- [Required work]:
Reproduce the data below word for word, starting at the line that contains "stainless steel refrigerator" and continuing through the final line, both included.

━━━

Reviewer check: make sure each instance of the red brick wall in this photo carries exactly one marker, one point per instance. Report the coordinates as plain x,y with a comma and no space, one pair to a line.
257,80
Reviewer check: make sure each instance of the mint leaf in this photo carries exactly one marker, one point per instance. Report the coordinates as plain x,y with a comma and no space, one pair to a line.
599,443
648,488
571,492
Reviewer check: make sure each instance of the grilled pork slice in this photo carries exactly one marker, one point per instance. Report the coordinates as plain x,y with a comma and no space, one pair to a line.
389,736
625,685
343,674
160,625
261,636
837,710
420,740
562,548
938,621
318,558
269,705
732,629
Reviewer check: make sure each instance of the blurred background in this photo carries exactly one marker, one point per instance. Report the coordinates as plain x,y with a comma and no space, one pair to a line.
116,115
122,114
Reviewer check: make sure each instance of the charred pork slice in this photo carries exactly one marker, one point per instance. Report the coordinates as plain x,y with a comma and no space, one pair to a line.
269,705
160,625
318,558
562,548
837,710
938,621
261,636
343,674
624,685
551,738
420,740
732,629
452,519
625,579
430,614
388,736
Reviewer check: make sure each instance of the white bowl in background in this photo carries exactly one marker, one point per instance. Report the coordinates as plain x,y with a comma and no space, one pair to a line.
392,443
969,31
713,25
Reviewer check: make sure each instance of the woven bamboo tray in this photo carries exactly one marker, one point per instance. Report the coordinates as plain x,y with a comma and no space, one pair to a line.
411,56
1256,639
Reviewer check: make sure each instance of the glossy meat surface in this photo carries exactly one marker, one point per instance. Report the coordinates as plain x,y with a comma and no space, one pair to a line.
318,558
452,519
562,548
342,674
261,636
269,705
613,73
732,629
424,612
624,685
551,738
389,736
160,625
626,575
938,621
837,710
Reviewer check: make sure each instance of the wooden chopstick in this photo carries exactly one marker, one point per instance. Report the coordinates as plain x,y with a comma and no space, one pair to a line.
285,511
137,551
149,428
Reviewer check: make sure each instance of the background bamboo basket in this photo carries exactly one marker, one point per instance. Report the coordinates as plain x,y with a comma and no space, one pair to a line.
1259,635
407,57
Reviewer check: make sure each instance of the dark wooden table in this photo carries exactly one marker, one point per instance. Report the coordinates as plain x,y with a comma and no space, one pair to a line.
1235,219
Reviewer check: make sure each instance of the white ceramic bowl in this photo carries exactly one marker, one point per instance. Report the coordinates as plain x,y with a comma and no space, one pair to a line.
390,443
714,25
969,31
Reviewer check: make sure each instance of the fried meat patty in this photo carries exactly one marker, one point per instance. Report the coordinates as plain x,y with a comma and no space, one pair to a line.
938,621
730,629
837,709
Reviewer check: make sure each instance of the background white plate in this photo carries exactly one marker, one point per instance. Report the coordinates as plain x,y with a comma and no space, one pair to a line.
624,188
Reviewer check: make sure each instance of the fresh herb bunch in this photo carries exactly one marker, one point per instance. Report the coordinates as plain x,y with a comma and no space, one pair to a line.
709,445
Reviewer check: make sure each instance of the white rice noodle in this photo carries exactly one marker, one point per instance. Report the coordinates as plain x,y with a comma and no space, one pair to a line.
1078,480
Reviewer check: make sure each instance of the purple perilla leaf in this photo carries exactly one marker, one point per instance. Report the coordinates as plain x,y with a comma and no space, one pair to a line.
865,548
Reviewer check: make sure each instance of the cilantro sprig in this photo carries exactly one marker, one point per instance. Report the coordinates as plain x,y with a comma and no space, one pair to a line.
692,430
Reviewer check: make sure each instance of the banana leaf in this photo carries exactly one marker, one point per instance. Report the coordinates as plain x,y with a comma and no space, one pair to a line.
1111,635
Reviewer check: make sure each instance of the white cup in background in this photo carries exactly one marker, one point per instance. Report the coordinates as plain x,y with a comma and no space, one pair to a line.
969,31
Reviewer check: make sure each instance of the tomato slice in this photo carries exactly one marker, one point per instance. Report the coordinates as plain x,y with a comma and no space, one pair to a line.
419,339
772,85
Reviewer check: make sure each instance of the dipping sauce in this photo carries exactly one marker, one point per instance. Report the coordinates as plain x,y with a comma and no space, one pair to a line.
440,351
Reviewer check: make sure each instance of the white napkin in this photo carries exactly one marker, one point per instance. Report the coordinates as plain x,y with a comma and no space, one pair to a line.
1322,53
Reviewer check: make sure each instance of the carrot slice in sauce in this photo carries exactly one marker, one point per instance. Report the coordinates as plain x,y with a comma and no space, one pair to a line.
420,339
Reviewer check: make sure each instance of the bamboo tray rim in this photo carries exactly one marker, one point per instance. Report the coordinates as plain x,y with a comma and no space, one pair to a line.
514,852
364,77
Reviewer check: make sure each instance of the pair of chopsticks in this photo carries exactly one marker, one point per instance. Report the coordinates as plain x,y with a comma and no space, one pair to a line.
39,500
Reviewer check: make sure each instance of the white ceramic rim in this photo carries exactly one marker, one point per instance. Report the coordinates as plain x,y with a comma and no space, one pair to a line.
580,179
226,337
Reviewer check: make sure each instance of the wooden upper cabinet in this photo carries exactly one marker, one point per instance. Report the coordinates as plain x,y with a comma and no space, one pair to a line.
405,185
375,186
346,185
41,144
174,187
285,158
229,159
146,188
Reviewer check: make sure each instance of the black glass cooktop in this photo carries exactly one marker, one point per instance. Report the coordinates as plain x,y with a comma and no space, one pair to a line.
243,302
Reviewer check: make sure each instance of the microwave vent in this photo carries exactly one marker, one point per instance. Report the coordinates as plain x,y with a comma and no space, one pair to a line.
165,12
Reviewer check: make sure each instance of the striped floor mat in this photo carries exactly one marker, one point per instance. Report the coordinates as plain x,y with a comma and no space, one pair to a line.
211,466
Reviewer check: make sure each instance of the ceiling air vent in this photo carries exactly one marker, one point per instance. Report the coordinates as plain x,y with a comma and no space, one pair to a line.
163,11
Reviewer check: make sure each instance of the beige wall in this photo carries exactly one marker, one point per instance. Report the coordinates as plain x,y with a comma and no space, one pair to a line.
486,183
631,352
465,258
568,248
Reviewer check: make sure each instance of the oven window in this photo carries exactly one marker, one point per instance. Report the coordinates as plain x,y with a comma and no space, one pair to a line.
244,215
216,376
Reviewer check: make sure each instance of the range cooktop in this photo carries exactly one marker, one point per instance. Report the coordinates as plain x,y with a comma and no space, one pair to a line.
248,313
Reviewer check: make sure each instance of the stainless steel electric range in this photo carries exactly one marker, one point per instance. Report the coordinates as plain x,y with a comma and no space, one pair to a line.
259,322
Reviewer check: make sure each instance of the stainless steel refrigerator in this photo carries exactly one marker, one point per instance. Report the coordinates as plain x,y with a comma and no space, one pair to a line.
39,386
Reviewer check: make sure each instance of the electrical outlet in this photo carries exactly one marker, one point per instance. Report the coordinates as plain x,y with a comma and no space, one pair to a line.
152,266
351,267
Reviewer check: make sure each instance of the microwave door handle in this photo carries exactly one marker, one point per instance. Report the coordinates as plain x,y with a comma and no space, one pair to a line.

━━━

- [Task result]:
Reviewer check: make sure each instance of the stainless steel refrigerator in this photo carries exactly one marker, one point per instance. Report the coordinates as plain x,y with a comma and no space, one pair to a line.
39,386
Reviewer check: make sure each instance of the electrical outlet in this photo carries exactly one marker, one point per instance. Report the coordinates as plain x,y with a comma and no space, one pair to a line.
152,266
351,267
Reviewer check: make sure each instance of the microwave door handle in this photo carries exactly one marker, one point per instance. Report the coordinates as plain x,y with a comma and no space, one pair to a line.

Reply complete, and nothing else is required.